● Action item:
Make a verbatim copy of the entries below; pictures stay out.

[Source data]
--*--

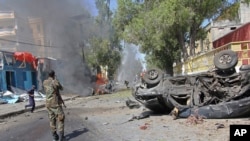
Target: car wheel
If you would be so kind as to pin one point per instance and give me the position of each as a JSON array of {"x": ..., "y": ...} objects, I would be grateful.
[
  {"x": 225, "y": 59},
  {"x": 153, "y": 76}
]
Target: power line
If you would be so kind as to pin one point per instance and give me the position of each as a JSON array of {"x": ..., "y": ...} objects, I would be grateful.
[{"x": 20, "y": 42}]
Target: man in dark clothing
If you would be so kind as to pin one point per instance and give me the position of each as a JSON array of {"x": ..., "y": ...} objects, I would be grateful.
[
  {"x": 32, "y": 103},
  {"x": 54, "y": 105}
]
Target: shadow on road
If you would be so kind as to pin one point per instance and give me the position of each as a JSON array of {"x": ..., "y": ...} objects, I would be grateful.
[{"x": 76, "y": 133}]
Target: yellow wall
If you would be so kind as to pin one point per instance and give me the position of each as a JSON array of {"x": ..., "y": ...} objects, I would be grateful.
[{"x": 204, "y": 61}]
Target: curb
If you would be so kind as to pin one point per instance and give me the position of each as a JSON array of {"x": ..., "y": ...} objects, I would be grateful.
[{"x": 17, "y": 112}]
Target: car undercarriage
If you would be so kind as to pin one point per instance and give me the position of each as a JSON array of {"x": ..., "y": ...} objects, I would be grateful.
[{"x": 219, "y": 93}]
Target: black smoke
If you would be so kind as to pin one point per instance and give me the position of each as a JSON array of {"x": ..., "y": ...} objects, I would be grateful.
[{"x": 67, "y": 26}]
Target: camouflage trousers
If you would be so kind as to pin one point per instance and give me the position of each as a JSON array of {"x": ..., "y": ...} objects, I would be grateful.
[{"x": 56, "y": 118}]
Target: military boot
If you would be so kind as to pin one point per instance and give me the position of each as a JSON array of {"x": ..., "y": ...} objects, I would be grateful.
[
  {"x": 61, "y": 136},
  {"x": 55, "y": 136}
]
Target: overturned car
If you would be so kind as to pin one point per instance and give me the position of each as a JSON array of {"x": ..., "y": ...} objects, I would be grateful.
[{"x": 219, "y": 93}]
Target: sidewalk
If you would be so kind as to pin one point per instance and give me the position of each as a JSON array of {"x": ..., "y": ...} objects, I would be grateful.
[{"x": 7, "y": 110}]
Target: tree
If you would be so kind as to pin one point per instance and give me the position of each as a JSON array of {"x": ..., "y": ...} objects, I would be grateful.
[{"x": 163, "y": 28}]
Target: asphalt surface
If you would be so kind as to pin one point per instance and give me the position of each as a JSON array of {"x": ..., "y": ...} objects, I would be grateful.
[{"x": 8, "y": 110}]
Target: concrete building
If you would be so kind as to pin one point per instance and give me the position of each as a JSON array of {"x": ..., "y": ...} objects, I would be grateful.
[{"x": 219, "y": 28}]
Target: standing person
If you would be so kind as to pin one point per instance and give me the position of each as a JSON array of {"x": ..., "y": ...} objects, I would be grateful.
[
  {"x": 32, "y": 103},
  {"x": 54, "y": 105}
]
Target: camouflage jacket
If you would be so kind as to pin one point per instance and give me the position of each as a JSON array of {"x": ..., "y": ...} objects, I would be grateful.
[{"x": 51, "y": 87}]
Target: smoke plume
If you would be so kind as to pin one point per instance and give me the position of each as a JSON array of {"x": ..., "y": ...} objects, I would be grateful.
[{"x": 67, "y": 26}]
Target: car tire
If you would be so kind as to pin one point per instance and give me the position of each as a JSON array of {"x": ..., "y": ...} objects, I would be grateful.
[
  {"x": 226, "y": 59},
  {"x": 152, "y": 76}
]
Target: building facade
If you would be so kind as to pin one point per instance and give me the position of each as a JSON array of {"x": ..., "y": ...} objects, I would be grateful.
[{"x": 15, "y": 34}]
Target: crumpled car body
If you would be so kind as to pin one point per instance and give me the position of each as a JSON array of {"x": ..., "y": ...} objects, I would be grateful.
[{"x": 220, "y": 93}]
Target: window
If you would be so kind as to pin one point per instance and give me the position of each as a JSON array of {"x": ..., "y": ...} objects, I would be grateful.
[
  {"x": 24, "y": 76},
  {"x": 38, "y": 28},
  {"x": 233, "y": 28}
]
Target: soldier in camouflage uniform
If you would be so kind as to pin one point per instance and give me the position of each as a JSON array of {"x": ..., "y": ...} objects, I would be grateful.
[{"x": 54, "y": 105}]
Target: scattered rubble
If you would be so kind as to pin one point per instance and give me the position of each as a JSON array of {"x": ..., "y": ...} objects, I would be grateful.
[{"x": 18, "y": 95}]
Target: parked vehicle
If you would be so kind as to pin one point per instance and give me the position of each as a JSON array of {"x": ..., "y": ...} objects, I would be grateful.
[{"x": 218, "y": 93}]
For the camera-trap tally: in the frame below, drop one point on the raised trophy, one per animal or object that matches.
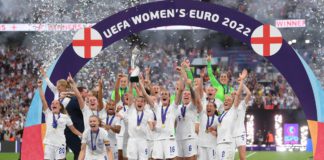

--*--

● Output for this task:
Target: car wheel
If you would be so kind as to pin one point per instance and give me the position of each as a JSON array of {"x": ..., "y": ...} objects, I would be grateful.
[
  {"x": 225, "y": 59},
  {"x": 153, "y": 76}
]
Target: power line
If you would be so kind as to pin one point per instance and give me the position of each as a JSON array of {"x": ..., "y": ...} objects, I would be grateful.
[{"x": 20, "y": 42}]
Target: man in dark clothing
If you would be so kind as to pin one point per instance and give me the position of each as a JSON array of {"x": ..., "y": ...} objects, I would be grateful.
[
  {"x": 32, "y": 103},
  {"x": 54, "y": 105}
]
Target: shadow on road
If you would be so kind as to pin one point per instance and give me the position of each as a JSON array of {"x": ..., "y": ...} objects, I would be grateful.
[{"x": 76, "y": 133}]
Target: yellow wall
If you would be so kind as to pin one point per instance and give me the position of each as a JSON array of {"x": ..., "y": ...} objects, I would be grateful.
[{"x": 204, "y": 61}]
Target: curb
If you would be so kind as to pin one point per instance and give me the position of each as a JSON array of {"x": ..., "y": ...} objects, I would be grateful.
[{"x": 17, "y": 112}]
Target: car undercarriage
If you would be so kind as to pin one point per instance and give me the position of each as a JSON array of {"x": ..., "y": ...} objects, I would be grateful.
[{"x": 219, "y": 93}]
Target: black smoke
If you would be so kind as to pin one point per instance and give me the position of each as a JSON array of {"x": ..., "y": ...} objects, I would be grateful.
[{"x": 67, "y": 26}]
Target: camouflage trousers
If you would be so kind as to pin one point per instance and give me the position of each as a JSON array of {"x": ..., "y": ...} objects, I would be grateful.
[{"x": 56, "y": 118}]
Target: military boot
If you would be so kind as to pin one point per instance and give me the position of each as a JSON array of {"x": ..., "y": ...} objects, I would be grateful.
[
  {"x": 61, "y": 136},
  {"x": 55, "y": 136}
]
Target: overturned car
If you would be so kind as to pin one point per instance and give me the position of each as a JSON array of {"x": ..., "y": ...} objects, I would be grateful.
[{"x": 219, "y": 93}]
Target: sidewalk
If you would be so kind as to pin one point per instance and give me the position of each as a JSON array of {"x": ..., "y": ...} objects, I would be grateful.
[{"x": 7, "y": 110}]
Target: tree
If you would be so kind as to pin one point per instance and give me the position of each as a JSON array of {"x": ..., "y": ...} objects, I would be grateful.
[{"x": 163, "y": 28}]
Target: asphalt surface
If you would be so kind as to pin one point per instance and give me the position of each as a JSON array of {"x": ..., "y": ...} objects, I would be grateful.
[{"x": 8, "y": 110}]
Target: concrete building
If you would be so kind as to pin one point per instance and give me the position of each as a JSON array of {"x": ..., "y": ...} objects, I would be grateful.
[{"x": 219, "y": 28}]
Target: standing person
If you would be so kind as to pin one point per instance and give me the position of each as a JSON array of {"x": ..., "y": ...} objects, I would be grateful.
[
  {"x": 32, "y": 103},
  {"x": 54, "y": 105}
]
Target: camouflage jacket
If you would be so kind as to pin one point per instance and give me the position of each as a JSON array of {"x": ..., "y": ...} objects, I would be grateful.
[{"x": 51, "y": 87}]
Target: smoke plume
If you would be so kind as to pin one point per instance and give me the position of each as a JSON array of {"x": ..., "y": ...} objects, I would be grateful.
[{"x": 67, "y": 26}]
Target: car tire
If you would be so kind as to pin one point per instance and give me the position of each as a JSON array of {"x": ..., "y": ...} objects, I would be grateful.
[
  {"x": 226, "y": 59},
  {"x": 152, "y": 76}
]
Target: building facade
If you would be so kind as to pin one point per instance and give me the position of each as a JSON array of {"x": ..., "y": ...} objects, I would be grateful.
[{"x": 15, "y": 34}]
Target: crumpled car body
If you would be so kind as to pin one point per instance and give me the position of each as a JSON array of {"x": ..., "y": ...} objects, I would be grateful.
[{"x": 220, "y": 93}]
Target: window
If you would be so kind as to pin one point per instance and give me the position of each as a JSON array of {"x": ..., "y": ...} objects, I would be grateful.
[
  {"x": 24, "y": 76},
  {"x": 38, "y": 28},
  {"x": 233, "y": 28}
]
Target: soldier in camouflage uniform
If you would be so kind as to pin one point per instance and give me the position of each as a JSON array of {"x": ..., "y": ...} objects, I would be grateful.
[{"x": 54, "y": 105}]
Target: scattered rubble
If you would be so kind as to pin one point per instance and give me the position of each as a JSON array of {"x": ..., "y": ...} objects, I would be grateful.
[{"x": 18, "y": 95}]
Target: parked vehicle
If you would be so kind as to pin one point per instance and give me the position of each as a JSON array of {"x": ..., "y": ...} objects, I would be grateful.
[{"x": 218, "y": 93}]
For the camera-trap tally: in the frame below, drop one point on the raised trophy, one per animal or object that matches.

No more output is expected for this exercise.